WHAT YOU SHOULD DO: Pick out every line of the material below that contains the string "awning", and copy each one. Case counts.

** Begin SUPPLIED MATERIAL **

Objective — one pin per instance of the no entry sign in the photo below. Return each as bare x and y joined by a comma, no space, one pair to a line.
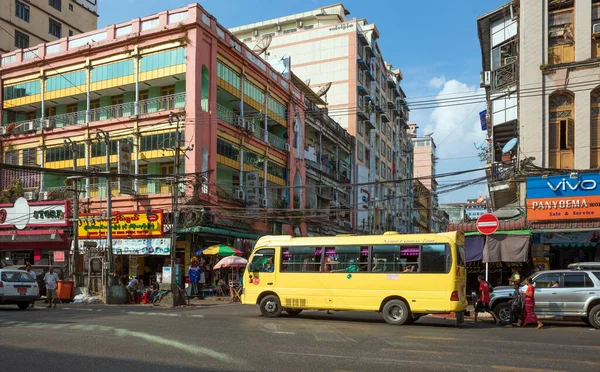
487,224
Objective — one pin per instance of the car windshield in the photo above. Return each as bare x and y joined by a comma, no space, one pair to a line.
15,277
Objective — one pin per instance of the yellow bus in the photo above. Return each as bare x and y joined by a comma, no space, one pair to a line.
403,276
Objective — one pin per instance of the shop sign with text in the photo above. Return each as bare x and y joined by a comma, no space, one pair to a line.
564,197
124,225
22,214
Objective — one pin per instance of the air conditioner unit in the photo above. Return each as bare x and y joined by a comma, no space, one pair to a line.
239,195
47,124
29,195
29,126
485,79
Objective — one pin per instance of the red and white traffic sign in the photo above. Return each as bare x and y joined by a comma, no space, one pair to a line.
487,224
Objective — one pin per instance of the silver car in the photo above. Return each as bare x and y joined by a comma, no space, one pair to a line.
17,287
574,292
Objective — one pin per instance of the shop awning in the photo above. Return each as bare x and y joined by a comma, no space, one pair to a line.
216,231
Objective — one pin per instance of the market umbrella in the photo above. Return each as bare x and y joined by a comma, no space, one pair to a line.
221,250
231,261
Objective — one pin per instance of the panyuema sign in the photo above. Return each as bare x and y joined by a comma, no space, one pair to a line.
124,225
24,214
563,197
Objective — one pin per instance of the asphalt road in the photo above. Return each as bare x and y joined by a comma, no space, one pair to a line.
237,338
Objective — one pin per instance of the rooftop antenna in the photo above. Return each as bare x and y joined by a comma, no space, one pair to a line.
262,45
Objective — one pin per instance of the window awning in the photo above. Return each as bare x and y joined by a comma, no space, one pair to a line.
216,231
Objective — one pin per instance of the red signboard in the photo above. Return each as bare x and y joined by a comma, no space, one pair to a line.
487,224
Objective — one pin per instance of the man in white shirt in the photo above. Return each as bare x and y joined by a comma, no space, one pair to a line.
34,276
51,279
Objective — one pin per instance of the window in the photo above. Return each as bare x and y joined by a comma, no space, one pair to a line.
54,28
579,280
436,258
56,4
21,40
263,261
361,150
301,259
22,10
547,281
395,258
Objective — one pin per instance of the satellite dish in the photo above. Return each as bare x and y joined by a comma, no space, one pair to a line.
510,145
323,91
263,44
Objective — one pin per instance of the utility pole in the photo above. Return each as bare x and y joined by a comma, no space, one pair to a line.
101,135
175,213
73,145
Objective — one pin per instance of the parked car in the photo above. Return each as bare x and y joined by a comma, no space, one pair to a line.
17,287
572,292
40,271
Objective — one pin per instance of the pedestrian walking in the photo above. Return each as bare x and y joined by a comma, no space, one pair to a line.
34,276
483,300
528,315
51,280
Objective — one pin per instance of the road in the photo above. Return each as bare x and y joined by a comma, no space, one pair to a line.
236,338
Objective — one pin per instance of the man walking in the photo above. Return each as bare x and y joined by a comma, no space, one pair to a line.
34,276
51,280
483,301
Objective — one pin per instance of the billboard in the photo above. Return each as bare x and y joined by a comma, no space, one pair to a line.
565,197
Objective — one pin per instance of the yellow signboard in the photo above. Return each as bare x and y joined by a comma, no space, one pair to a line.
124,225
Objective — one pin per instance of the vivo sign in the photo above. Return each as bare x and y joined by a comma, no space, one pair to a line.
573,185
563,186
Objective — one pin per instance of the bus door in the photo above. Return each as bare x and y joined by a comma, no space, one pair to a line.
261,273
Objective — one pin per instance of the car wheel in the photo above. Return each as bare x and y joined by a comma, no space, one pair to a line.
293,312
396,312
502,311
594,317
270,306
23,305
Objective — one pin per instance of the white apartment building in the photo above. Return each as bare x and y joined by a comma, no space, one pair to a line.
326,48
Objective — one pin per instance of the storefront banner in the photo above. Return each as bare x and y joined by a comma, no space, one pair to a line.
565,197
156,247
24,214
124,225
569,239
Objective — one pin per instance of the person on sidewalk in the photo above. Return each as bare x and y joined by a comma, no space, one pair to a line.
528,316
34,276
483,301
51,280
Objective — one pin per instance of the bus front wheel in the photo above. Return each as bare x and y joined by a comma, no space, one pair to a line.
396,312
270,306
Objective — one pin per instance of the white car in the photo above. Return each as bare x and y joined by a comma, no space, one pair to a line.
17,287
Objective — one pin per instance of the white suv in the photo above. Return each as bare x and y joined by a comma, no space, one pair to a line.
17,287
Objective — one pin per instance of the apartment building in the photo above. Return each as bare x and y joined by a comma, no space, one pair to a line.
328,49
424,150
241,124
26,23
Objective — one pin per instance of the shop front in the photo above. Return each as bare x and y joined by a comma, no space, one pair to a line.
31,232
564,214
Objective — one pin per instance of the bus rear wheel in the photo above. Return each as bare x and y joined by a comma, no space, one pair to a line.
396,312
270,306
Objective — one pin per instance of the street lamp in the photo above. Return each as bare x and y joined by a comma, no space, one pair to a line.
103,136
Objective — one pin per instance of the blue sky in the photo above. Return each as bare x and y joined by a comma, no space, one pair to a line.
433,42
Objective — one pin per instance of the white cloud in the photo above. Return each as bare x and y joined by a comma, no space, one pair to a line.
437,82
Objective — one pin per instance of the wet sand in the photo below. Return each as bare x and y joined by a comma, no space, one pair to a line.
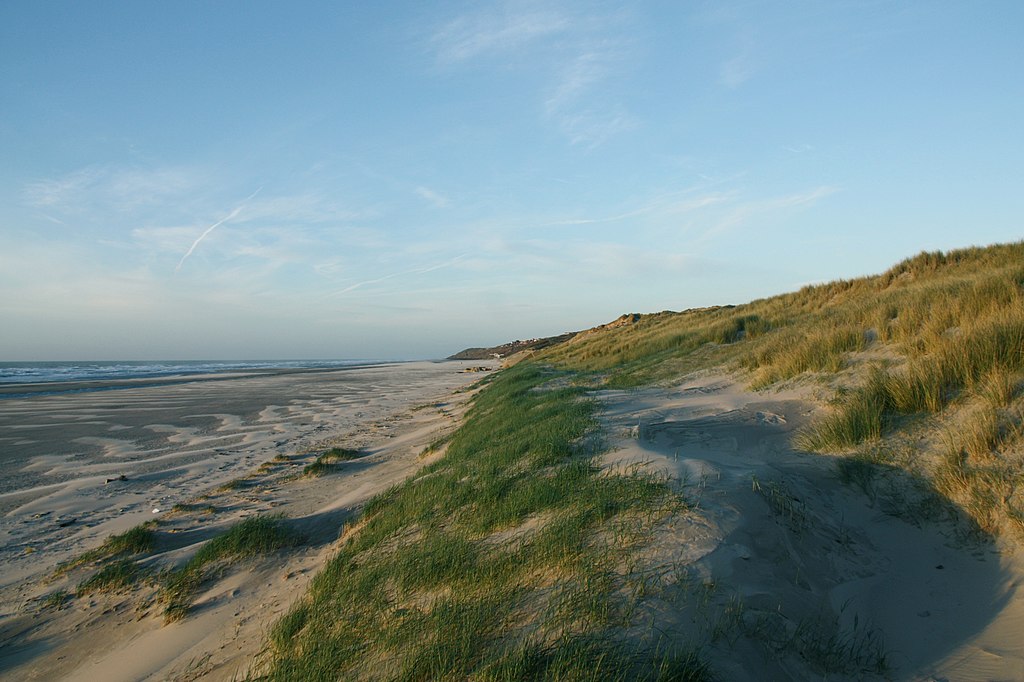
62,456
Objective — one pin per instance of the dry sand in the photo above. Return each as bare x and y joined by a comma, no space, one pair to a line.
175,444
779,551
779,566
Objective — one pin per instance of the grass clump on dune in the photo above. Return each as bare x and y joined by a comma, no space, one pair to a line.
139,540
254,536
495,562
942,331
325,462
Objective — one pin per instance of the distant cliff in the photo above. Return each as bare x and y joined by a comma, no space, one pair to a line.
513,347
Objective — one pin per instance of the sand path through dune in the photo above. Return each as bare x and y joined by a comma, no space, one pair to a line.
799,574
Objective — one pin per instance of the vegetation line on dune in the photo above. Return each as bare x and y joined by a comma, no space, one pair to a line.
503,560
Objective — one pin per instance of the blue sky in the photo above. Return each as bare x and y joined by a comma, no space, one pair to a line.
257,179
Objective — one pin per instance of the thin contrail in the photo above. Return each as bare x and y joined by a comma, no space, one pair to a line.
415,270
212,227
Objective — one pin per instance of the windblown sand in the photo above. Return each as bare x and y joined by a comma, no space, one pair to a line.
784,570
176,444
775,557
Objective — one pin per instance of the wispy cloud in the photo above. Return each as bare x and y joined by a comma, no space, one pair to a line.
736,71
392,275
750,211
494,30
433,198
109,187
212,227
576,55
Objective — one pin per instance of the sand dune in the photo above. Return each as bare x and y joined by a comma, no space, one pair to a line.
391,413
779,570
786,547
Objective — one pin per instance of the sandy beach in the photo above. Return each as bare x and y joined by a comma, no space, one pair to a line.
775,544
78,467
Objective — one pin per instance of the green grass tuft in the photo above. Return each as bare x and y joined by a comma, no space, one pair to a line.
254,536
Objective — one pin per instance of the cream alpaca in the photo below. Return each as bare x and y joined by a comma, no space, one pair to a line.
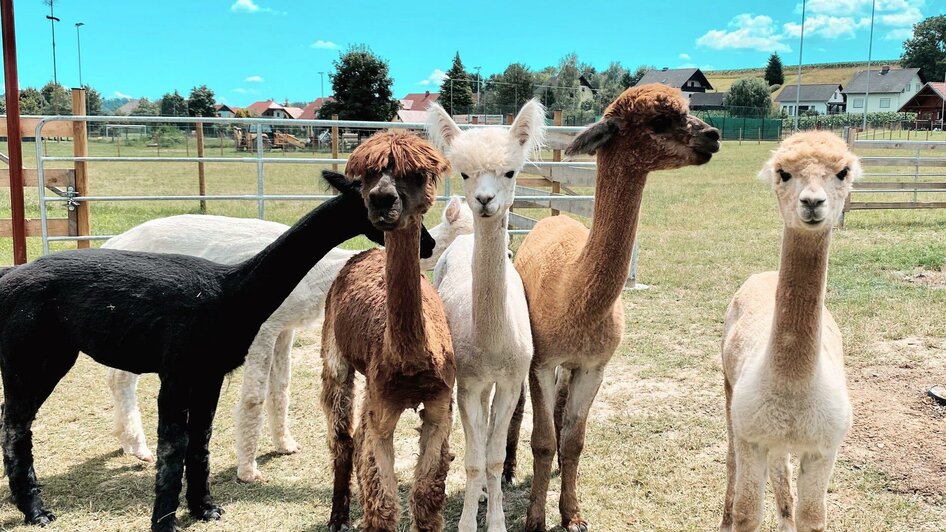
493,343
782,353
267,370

** End SUPPLIED MATERIAL **
** Begin SUPPLIED MATERIAL **

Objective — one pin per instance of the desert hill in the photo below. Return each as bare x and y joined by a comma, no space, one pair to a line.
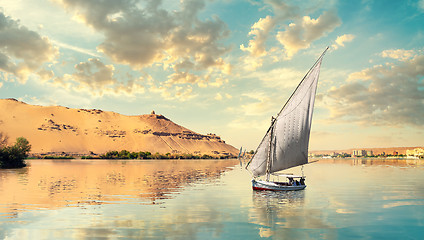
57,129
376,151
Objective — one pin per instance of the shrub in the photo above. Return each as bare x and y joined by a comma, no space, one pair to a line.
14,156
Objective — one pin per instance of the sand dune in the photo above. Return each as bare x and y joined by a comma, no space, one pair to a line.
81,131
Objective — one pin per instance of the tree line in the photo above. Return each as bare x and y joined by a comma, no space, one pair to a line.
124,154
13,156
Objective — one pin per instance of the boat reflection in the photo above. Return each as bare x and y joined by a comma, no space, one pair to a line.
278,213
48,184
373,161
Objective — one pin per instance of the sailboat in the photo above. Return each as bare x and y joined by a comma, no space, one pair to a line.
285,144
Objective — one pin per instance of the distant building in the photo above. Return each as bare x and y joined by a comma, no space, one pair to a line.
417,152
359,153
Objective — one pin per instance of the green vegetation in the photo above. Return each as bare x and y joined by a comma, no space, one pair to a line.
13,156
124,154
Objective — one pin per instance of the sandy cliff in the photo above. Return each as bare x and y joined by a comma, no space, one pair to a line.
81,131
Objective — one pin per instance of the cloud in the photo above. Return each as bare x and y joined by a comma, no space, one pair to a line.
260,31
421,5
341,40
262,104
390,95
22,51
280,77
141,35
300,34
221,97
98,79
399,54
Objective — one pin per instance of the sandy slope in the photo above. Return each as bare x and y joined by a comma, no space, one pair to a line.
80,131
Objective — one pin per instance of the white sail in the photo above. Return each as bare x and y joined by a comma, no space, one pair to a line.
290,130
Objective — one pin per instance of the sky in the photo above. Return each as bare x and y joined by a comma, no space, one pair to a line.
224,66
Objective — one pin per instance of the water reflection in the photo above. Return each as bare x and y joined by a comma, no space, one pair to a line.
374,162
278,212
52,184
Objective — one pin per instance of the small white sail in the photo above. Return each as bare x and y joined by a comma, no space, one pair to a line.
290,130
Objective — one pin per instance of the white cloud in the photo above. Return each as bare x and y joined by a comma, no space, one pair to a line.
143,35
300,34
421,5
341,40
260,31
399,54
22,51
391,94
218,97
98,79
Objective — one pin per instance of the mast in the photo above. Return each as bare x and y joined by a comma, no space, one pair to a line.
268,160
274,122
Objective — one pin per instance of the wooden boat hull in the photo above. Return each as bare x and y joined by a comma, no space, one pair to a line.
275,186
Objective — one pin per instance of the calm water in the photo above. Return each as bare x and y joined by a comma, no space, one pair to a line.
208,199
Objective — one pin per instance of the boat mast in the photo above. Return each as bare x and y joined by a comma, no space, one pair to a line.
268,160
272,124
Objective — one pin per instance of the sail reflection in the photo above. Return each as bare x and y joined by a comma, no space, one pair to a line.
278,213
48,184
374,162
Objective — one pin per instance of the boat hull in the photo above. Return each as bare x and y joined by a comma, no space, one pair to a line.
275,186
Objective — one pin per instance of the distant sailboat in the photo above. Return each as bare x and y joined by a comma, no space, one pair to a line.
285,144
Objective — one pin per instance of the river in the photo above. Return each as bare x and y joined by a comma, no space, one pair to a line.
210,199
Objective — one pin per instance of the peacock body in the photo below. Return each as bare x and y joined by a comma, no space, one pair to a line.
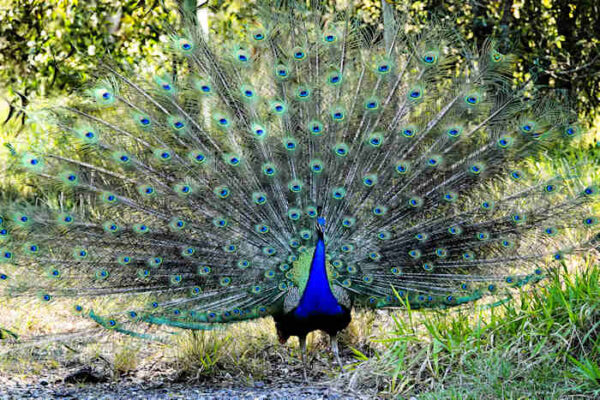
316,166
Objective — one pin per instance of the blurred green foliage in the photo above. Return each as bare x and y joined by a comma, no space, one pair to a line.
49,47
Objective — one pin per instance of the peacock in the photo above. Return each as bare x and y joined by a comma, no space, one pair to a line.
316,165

** End SUPPLIED MATERIAL **

OUTPUT:
Objective — one pin per instance of the shop awning in the photo above. Return each as bare x and y joined by a comma, no space, one pair to a line.
Objective — one pin per instance of the window awning in the photo above. Return each as bare x and y joined by a comma, no space, one pair to a line.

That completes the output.